Extrait du texte
Fort du succès de son roman « la Maladie de Sachs », adapté au cinéma par Michel Deville il y a pile vingt ans, Martin Winckler s’est vu régulièrement sollicité pour écrire des séries. « Notamment des adaptations de mes livres “le Choeur des femmes” et “les Trois Médecins”. Cela n’a jamais marché. En 2000, j’ai travaillé sur la suite de “Docteur Sylvestre” (diffusée sur France 3), intitulée « le Remplaçant ». Quand j’ai commencé à leur dire qu’il fallait en faire une remplaçante, parce que 80% des étudiants en médecine sont des femmes, et que les conflits seraient plus intéressants si c’était une Noire ou une musulmane, on m’a remercié. Il n’y a pas moins de deux ans, on m’a proposé d’écrire une série sur un cabinet médical de ville. En vain : les chaînes trouvaient toujours plein d’objections. On ne peut pas faire de série médicale sans parler des conditions de travail dans les hôpitaux, de la pauvreté ou des violences conjugales. C’est devenu possible grâce à Thomas Lilti, mais on en est aux balbutiements. » Signe révélateur : Lilti voulait dès le départ faire d’« Hippocrate » une série, mais, faute d’avoir convaincu les chaînes, il l’a d’abord adapté pour le cinéma. A l’inverse, Michael Crichton avait initialement proposé « Urgences » comme projet de film à Steven Spielberg, qui cherchait alors à développer son activité de production à la télévision. On connaît la suite : Spielberg réalisa « Jurassic Park », adapté d’un roman de Crichton, « Urgences » devint une série. L’un et l’autre furent des cartons historiques.

Consigne
D'après l'extrait sur les séries médicales, pourquoi Thomas Lilti a-t-il d'abord adapté « Hippocrate » pour le cinéma ?

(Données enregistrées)
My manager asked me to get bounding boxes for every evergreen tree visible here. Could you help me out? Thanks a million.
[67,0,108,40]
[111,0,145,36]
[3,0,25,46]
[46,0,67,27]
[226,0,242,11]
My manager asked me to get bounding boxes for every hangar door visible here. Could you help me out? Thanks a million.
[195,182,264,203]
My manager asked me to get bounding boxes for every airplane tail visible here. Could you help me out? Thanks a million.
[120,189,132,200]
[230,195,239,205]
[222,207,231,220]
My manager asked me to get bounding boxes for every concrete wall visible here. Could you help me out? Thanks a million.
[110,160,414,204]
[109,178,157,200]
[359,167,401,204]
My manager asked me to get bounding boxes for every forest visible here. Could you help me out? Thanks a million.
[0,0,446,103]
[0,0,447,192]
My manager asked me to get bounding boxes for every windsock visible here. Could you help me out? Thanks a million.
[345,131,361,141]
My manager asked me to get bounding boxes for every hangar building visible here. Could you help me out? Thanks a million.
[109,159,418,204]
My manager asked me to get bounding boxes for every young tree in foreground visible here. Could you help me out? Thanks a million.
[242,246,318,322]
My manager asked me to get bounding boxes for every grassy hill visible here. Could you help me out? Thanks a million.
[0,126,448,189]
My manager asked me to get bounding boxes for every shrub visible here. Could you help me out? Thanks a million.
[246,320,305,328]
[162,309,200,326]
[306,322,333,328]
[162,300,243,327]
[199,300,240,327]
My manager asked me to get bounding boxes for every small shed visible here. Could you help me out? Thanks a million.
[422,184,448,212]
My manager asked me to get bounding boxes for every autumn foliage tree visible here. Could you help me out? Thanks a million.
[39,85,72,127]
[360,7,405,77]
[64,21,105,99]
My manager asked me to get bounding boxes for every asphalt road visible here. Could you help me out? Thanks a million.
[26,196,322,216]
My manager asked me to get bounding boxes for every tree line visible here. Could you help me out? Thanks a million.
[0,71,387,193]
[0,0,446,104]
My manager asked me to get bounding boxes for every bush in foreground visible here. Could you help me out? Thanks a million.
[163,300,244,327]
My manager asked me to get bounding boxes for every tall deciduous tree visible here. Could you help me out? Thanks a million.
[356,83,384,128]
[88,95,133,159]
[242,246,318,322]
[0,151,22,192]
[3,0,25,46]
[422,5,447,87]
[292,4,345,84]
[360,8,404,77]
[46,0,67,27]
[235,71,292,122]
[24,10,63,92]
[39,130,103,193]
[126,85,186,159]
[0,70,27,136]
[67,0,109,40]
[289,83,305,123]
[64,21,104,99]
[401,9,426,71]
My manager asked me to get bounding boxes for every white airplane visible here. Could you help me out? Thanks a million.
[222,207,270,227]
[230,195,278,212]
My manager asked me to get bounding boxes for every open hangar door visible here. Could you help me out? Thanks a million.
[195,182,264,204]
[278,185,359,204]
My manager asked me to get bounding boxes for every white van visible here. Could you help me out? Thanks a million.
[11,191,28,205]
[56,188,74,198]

Corrigé
Il n'avait pas réussi à convaincre les chaînes d'en faire une série.